***** Provided information *****

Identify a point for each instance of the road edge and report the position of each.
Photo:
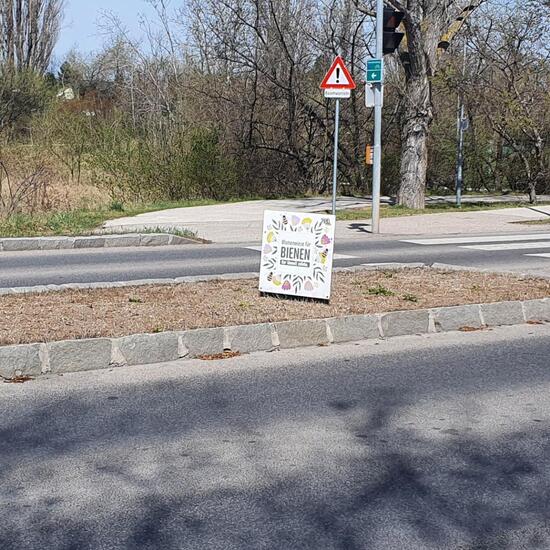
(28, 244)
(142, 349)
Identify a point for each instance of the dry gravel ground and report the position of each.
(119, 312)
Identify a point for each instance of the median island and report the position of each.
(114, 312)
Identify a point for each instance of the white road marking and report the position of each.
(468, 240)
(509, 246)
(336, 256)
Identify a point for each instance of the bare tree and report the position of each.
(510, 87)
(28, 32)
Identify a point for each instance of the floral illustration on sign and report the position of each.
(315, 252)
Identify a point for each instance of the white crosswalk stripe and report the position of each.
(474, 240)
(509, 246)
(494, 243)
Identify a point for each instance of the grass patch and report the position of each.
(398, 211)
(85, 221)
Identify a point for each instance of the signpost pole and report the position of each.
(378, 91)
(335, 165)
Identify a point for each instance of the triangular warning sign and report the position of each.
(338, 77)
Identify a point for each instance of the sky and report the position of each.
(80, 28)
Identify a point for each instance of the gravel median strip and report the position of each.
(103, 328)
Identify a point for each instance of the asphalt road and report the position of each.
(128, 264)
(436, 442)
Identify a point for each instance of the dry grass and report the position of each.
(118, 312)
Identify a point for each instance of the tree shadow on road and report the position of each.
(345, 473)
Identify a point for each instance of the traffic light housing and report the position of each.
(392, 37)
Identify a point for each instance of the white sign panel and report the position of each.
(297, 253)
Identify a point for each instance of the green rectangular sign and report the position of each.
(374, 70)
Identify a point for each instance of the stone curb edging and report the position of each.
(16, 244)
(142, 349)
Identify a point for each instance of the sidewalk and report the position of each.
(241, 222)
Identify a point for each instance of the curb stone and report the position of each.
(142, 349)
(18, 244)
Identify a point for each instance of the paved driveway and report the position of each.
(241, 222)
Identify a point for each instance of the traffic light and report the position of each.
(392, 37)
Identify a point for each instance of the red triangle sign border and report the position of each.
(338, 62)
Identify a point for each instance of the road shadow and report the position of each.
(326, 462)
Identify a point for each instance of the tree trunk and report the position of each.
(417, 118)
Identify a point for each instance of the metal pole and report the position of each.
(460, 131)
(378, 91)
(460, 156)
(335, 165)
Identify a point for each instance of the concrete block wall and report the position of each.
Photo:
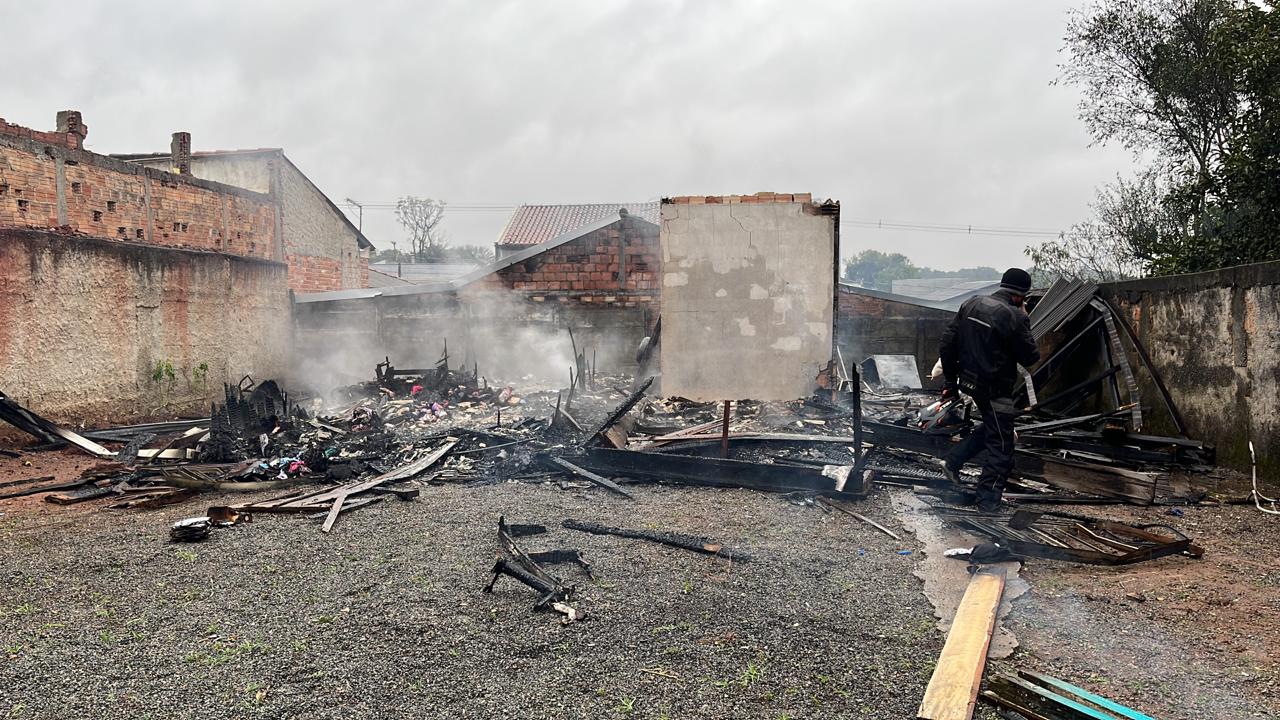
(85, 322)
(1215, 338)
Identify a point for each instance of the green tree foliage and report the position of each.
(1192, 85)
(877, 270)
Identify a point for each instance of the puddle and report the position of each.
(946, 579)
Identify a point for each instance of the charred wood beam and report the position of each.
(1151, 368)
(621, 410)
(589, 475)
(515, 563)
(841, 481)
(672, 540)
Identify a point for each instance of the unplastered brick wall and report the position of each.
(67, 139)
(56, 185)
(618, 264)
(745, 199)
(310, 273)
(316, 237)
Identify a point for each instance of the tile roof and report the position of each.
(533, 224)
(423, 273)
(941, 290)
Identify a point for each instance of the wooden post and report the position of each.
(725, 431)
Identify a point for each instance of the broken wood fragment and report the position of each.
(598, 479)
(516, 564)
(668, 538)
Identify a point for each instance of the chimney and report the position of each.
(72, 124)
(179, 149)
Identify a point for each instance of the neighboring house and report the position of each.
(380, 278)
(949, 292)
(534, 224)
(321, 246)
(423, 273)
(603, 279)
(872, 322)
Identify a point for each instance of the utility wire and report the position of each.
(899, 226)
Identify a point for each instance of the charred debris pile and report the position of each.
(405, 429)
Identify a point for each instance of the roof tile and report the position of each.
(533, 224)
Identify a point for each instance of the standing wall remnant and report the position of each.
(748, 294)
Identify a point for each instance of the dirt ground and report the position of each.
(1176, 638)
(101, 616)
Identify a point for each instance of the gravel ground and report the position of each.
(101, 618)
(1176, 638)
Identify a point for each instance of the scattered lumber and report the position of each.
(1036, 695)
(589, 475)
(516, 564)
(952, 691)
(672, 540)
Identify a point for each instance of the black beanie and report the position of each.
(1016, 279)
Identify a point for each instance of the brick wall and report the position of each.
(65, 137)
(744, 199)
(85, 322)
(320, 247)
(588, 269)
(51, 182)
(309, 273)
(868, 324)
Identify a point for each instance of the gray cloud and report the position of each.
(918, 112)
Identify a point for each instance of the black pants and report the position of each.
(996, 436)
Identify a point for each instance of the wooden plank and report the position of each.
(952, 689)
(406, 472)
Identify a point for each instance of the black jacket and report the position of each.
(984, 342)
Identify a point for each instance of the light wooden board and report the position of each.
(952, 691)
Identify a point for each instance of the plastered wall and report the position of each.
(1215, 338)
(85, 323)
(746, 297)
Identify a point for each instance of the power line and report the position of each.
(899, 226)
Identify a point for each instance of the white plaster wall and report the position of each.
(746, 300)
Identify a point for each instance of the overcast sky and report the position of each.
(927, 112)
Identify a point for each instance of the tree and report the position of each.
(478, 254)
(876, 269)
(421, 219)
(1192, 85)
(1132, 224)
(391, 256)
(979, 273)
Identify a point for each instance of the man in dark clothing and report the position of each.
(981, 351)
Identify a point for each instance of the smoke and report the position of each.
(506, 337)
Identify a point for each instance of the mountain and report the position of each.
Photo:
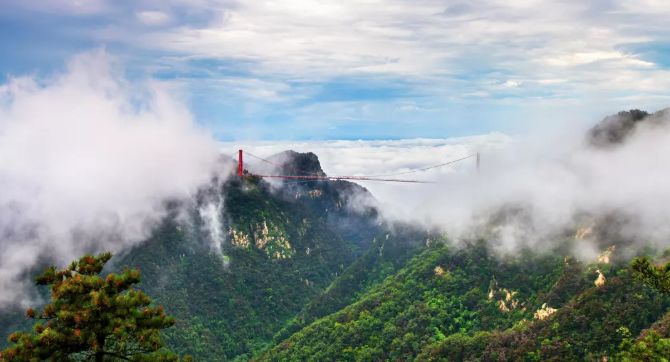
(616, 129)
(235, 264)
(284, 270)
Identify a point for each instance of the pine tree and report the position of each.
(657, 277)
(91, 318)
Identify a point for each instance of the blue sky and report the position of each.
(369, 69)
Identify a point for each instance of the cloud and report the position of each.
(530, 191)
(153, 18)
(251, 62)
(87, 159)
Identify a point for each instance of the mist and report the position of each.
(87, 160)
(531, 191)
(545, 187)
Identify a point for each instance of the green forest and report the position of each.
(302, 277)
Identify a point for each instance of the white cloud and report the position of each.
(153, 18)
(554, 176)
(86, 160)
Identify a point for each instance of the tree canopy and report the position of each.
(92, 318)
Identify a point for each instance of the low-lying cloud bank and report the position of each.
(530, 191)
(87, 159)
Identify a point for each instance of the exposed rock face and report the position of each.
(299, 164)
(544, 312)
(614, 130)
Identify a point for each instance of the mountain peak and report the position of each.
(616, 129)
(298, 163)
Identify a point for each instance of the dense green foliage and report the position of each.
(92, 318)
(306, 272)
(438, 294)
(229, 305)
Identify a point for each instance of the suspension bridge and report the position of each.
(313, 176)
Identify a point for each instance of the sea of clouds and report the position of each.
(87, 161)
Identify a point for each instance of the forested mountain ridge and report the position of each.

*****

= Goal =
Leave out the pictures and copy the rest of the material above exactly.

= Exercise result =
Identify a point for each instance of the road edge and report the position of each.
Photo:
(28, 244)
(142, 349)
Identify a point for each instance of the dry gravel ground and report the position of each.
(119, 312)
Identify a point for each instance of the median island and report the position of each.
(114, 312)
Identify a point for each instance of the white road marking and report the position of each.
(468, 240)
(509, 246)
(336, 256)
Identify a point for each instance of the bare tree and report the position of each.
(510, 87)
(28, 32)
Identify a point for each instance of the floral illustration on sign and report the position of each.
(315, 252)
Identify a point for each instance of the white crosswalk stripe and report the position of each.
(474, 240)
(509, 246)
(494, 243)
Identify a point for each instance of the grass patch and report the position of each.
(398, 211)
(85, 221)
Identify a point for each instance of the signpost pole and report the position of each.
(378, 91)
(335, 165)
Identify a point for each instance of the triangular warning sign and report the position of each.
(338, 77)
Identify a point for each instance of the sky and report the position of each.
(80, 28)
Identify a point for each instance of the gravel median strip and report the position of each.
(103, 328)
Identify a point for each instance of the asphalt road and report the position of each.
(128, 264)
(436, 442)
Identify a point for each instance of the dry grass and report the position of each.
(118, 312)
Identify a point for each instance of the tree shadow on road and report the position of each.
(345, 473)
Identify a point for each instance of the traffic light housing and report the position of each.
(392, 37)
Identify a point for each instance of the white sign panel and report the position of each.
(297, 253)
Identify a point for each instance of the green rectangular sign and report the position of each.
(374, 70)
Identify a point for each instance of the stone curb edging and report the position of each.
(16, 244)
(142, 349)
Identify a point for each instance of the sidewalk and report the position of each.
(241, 222)
Identify a point for each instance of the curb stone and report the position of each.
(142, 349)
(18, 244)
Identify a point for each instance of the paved driveway and report the position of each.
(241, 222)
Identify a point for each instance of the traffic light and report the position of each.
(392, 37)
Identify a point for each instance of the red triangle sign border and report the position of each.
(338, 62)
Identify a point for each instance of the road shadow and report the position of each.
(326, 462)
Identify a point for each instance of the tree trunk and report the position of each.
(417, 118)
Identify a point for each instance of the metal pole and report the position of each.
(460, 131)
(378, 91)
(460, 156)
(335, 165)
Identify a point for each instance of the concrete block wall and report the position of each.
Photo:
(85, 322)
(1215, 338)
Identify a point for each instance of the green tree foliage and report the position of each.
(1192, 85)
(877, 270)
Identify a point for each instance of the puddle and report the position of each.
(946, 579)
Identify a point for each instance of the charred wood beam and report the position of each.
(1151, 368)
(621, 410)
(589, 475)
(515, 563)
(841, 481)
(672, 540)
Identify a point for each instance of the unplastered brick wall and report the position of each.
(67, 139)
(56, 185)
(618, 264)
(745, 199)
(310, 273)
(316, 237)
Identify a point for each instance of the tile roof and report the position of each.
(533, 224)
(423, 273)
(941, 290)
Identify a point for each instance of the wooden post and report the position of each.
(725, 431)
Identify a point for each instance of the broken wood fragment and report the position of each.
(598, 479)
(516, 564)
(668, 538)
Identify a point for each instance of the chimney and report the position of each.
(72, 124)
(179, 149)
Identify a point for each instance of the neighboring house and report the position of each.
(380, 278)
(949, 292)
(534, 224)
(321, 246)
(423, 273)
(603, 279)
(872, 322)
Identify a point for each instance of the utility wire and report the position of each.
(899, 226)
Identify a point for each instance of the charred debris pile and report the position of each.
(405, 429)
Identify a point for each instance of the roof tile and report the position of each.
(533, 224)
Identify a point for each instance of the standing wall remnant and report the position of each.
(748, 294)
Identify a point for each instance of the dirt ground and report the position of each.
(1176, 638)
(101, 616)
Identify a point for each instance of the gravel ground and report the position of each.
(101, 618)
(1176, 638)
Identify a point for each instance of the scattered lumber and report the position of each.
(1036, 695)
(589, 475)
(516, 564)
(952, 691)
(672, 540)
Identify a point for each instance of the black beanie and report the position of each.
(1016, 279)
Identify a point for each instance of the brick wall and report the position of each.
(65, 137)
(744, 199)
(85, 322)
(320, 247)
(588, 269)
(51, 182)
(309, 273)
(868, 324)
Identify a point for each instance of the gray cloud and report the position of each.
(918, 112)
Identify a point for each instance of the black pants and report the position of each.
(996, 436)
Identify a point for each instance of the wooden plank and report the position of each.
(952, 689)
(406, 472)
Identify a point for each instance of the black jacket and report the position of each.
(984, 342)
Identify a point for each instance of the light wooden board and report the position of each.
(952, 691)
Identify a point for each instance of the plastered wall and report the position of each.
(1215, 338)
(85, 323)
(746, 297)
Identify a point for each instance of the power line and report the position of each.
(899, 226)
Identify a point for each instance of the white plaster wall and report the position of each.
(746, 300)
Identify a point for each instance of the overcast sky and report the position of each.
(927, 112)
Identify a point for each instance of the tree and report the position of each.
(478, 254)
(876, 269)
(421, 219)
(1192, 85)
(1132, 224)
(391, 256)
(979, 273)
Identify a point for each instance of the man in dark clothing and report the position of each.
(981, 351)
Identify a point for each instance of the smoke and report the position of each.
(506, 337)
Identify a point for each instance of the mountain and report the position of each.
Photo:
(616, 129)
(235, 264)
(284, 270)
Identify a point for each instance of the pine tree and report the position of each.
(657, 277)
(91, 318)
Identify a point for each instance of the blue sky and report the position of each.
(369, 69)
Identify a point for each instance of the cloud and report the position of each.
(530, 191)
(153, 18)
(251, 62)
(87, 159)
Identify a point for each instance of the mist and report the position of each.
(87, 160)
(531, 191)
(545, 187)
Identify a point for each instance of the green forest and report the position of each.
(302, 277)
Identify a point for each instance of the white cloud and report the position of each.
(153, 18)
(554, 176)
(86, 160)
Identify a point for each instance of the tree canopy and report the position of each.
(92, 318)
Identify a point for each instance of the low-lying cloud bank and report the position of each.
(530, 191)
(87, 159)
Identify a point for each instance of the exposed rock face and report the position of each.
(299, 164)
(544, 312)
(614, 130)
Identify a point for each instance of the mountain peak and report the position of each.
(616, 129)
(298, 163)
Identify a point for each instance of the dense green foliage and report the position of each.
(92, 318)
(306, 272)
(438, 294)
(229, 305)
Identify a point for each instance of the suspension bridge and report the position of each.
(313, 176)
Identify a point for each instance of the sea of clouds and report the position of each.
(87, 161)
Identify a point for each instance of the forested mountain ridge and report the position of each.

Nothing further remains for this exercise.